The paradox is obvious: a technology designed to optimize processes, which could help mitigate climate change through predictions and analysis, becomes part of the problem because of its operating structure. And in that awkward silence, sustainability is relegated to footnotes.

“Training a model costs more than lighting a stadium”

Behind the glamorous veil of artificial intelligence operate energy processes that rival the most polluting sectors. Language, computer vision, or climate prediction models need to be trained in multiple stages. Each iteration demands more calculations, more servers, more cooling. And once trained, they do not stop: they continue to operate, store data, attend to queries, reproduce results, with a constant energy demand.

This dynamic translates into a carbon footprint that grows with the ambition of the model. If the goal is to create more complex, more accurate, and more “human” systems, then the energy required also scales. In the words of the French philosopher Éric Sadin, author of The Siliconization of the World, “we have delegated intelligence to systems that consume more than the planet can sustain.”

::::

**ASSIGNMENT**
Answer these questions about the passage on the energy use of artificial intelligence:
1. According to the opening paragraph, what is relegated to footnotes?
2. What does the passage say language, computer vision, or climate prediction models need in order to be trained?
3. Which book by Éric Sadin does the passage name?

::::

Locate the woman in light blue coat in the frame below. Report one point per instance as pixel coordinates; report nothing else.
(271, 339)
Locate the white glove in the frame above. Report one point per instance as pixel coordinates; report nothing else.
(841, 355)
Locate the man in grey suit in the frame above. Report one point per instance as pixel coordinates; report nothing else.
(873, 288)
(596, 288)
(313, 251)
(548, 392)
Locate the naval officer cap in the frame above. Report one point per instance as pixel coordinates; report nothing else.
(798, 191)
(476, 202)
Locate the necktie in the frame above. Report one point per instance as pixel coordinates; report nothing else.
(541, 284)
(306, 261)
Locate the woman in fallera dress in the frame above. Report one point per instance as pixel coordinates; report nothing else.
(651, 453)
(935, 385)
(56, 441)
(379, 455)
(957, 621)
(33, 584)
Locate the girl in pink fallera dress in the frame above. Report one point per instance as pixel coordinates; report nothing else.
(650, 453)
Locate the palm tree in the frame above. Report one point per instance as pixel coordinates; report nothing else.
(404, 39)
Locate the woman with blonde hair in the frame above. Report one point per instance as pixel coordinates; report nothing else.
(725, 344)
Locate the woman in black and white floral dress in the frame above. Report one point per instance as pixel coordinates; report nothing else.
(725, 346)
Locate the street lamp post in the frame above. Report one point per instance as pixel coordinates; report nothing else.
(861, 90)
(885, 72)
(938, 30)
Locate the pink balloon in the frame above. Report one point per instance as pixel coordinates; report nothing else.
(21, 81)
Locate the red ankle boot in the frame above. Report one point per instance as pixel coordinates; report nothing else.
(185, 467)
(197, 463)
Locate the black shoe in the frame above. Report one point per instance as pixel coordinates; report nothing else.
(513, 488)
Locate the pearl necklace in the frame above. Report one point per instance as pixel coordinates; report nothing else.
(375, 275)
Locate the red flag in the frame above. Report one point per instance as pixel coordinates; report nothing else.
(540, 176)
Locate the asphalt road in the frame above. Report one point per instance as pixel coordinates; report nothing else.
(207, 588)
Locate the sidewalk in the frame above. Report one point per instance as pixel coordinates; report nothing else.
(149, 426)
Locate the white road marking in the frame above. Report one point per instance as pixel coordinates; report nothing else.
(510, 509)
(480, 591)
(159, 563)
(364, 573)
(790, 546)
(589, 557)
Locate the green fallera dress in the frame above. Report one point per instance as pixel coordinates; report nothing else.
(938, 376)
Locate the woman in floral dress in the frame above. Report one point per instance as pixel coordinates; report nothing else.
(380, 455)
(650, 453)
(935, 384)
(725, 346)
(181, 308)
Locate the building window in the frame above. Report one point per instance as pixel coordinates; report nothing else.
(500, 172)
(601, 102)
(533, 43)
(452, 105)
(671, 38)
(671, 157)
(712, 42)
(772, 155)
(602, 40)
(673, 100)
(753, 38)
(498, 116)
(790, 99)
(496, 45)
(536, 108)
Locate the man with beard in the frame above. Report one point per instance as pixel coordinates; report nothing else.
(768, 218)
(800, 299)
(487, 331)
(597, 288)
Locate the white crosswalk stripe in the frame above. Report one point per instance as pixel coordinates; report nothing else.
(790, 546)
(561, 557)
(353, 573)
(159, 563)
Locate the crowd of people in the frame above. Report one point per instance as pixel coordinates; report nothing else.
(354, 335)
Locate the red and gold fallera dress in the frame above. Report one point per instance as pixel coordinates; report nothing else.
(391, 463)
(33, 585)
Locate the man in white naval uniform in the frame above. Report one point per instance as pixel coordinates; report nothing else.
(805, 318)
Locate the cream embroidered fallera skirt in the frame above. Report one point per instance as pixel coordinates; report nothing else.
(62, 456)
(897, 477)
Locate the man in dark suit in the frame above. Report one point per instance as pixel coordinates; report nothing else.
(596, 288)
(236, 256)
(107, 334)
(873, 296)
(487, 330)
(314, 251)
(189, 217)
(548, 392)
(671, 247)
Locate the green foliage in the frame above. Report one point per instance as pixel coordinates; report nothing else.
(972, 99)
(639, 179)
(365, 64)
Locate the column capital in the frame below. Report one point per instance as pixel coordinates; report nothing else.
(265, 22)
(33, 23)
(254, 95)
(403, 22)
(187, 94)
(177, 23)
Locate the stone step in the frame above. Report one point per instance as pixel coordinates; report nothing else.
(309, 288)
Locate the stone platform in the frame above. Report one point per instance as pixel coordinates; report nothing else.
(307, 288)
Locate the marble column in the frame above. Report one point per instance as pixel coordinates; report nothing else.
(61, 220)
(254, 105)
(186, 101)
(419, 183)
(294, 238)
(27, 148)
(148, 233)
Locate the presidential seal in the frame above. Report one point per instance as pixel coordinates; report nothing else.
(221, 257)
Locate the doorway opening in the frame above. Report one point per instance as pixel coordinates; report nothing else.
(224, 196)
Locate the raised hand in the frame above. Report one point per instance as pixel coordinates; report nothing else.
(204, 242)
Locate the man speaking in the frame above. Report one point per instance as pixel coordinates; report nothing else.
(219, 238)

::::

**SOLUTION FOR THIS EXERCISE**
1. Sustainability.
2. They need to be trained in multiple stages.
3. The Siliconization of the World.